*** Given text
Cinematic Flashes challenges popular notions of a uniform Hollywood style by disclosing uncanny networks of incongruities, coincidences, and contingencies at the margins of the cinematic frame. In an agile demonstration of “cinephiliac” historiography, Rashna Wadia Richards extracts intriguing film fragments from their seemingly ordinary narratives in order to explore what these unexpected moments reveal about the studio era. Inspired by Walter Benjamin's preference for studying cultural fragments rather than composing grand narratives, this unorthodox history of the films of the studio system reveals how classical Hollywood emerges as a disjointed network of accidents, excesses, and coincidences.
******
• _Required task_
In the book description above, whose preference for studying cultural fragments inspired this history of studio-era films?
*** Supplied information
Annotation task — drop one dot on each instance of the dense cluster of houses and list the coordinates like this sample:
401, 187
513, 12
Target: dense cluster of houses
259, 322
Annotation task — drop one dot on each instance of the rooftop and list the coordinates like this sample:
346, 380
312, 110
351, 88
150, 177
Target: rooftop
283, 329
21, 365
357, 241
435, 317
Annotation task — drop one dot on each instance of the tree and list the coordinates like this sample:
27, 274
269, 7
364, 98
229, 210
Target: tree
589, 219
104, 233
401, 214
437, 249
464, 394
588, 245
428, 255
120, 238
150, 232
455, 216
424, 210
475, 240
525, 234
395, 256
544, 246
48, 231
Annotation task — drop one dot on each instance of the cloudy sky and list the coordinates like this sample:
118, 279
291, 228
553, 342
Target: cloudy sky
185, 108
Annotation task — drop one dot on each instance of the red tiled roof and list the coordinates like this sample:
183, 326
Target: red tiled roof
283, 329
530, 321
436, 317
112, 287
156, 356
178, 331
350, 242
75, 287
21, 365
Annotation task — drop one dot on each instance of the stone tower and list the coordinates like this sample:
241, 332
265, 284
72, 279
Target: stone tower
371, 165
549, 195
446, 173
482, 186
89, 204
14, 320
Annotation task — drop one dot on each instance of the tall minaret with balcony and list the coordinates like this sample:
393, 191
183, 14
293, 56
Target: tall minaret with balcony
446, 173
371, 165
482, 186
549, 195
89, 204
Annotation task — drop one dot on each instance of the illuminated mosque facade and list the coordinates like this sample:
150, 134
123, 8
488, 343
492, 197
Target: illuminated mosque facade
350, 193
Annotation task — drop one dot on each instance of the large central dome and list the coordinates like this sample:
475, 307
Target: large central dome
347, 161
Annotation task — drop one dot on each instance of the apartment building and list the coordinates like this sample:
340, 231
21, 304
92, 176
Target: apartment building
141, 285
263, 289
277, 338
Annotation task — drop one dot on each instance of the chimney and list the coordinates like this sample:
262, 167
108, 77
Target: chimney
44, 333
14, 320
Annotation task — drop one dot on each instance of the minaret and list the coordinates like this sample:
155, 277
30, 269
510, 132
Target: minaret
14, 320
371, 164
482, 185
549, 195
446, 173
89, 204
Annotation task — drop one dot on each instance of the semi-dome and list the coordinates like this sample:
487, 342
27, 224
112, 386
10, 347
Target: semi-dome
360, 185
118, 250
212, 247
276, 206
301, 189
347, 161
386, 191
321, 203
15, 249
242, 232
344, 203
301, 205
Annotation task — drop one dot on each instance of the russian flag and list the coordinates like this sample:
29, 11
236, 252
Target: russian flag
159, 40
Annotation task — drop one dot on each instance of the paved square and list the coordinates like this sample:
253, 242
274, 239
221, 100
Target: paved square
******
• _Expected output_
Walter Benjamin's